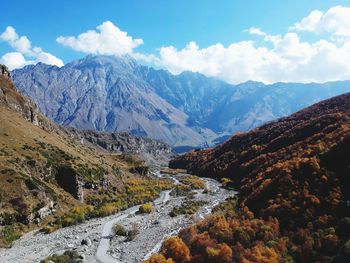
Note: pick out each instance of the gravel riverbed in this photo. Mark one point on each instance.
(96, 233)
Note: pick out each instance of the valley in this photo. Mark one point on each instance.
(102, 245)
(186, 111)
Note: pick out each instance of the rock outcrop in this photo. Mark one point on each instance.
(117, 94)
(152, 151)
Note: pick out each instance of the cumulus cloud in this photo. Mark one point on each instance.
(334, 21)
(24, 53)
(108, 39)
(289, 60)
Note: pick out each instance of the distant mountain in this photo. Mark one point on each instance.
(293, 173)
(50, 179)
(187, 110)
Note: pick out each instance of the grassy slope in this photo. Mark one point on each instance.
(295, 170)
(30, 159)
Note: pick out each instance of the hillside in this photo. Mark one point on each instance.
(116, 94)
(153, 152)
(50, 180)
(292, 174)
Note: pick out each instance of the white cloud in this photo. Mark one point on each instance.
(335, 21)
(14, 60)
(25, 54)
(284, 58)
(288, 60)
(107, 40)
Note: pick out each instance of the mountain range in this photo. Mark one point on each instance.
(292, 176)
(188, 110)
(50, 178)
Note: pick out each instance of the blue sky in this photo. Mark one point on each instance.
(164, 24)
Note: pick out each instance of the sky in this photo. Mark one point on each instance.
(236, 41)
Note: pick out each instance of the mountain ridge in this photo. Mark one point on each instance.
● ● ● ● ● ● ●
What is expected: The required output is the exact run of lines from the one with "Note: pick out each instance of the distant" through the final line of the entries.

Reply to the task:
Note: pick out each instance of the distant mountain in this photo. Mark one point on each instance.
(293, 173)
(50, 179)
(187, 110)
Note: pick out each instance of the grassy slope in this photo. Mark one point on each instance.
(295, 170)
(30, 159)
Note: pick out each instance of the hillside in this photo. Mark one point on each instance.
(116, 94)
(153, 152)
(50, 180)
(292, 174)
Note: pick out each instance of the white cloud in this photo. Mark one point on each instance.
(335, 21)
(14, 60)
(25, 54)
(284, 58)
(288, 60)
(107, 40)
Note: pick out each instance of the mountain range in this photo. Mark one point on each instance.
(292, 176)
(188, 110)
(50, 178)
Note: pick out each instance of the blue sky in this photo. Mark one point on each instance.
(164, 24)
Note: pick out each instance of the sky in this photo. Mark one point on each instance.
(236, 41)
Note: pick out each instance of the mountain ridge in this photo. Mark one point on each instance.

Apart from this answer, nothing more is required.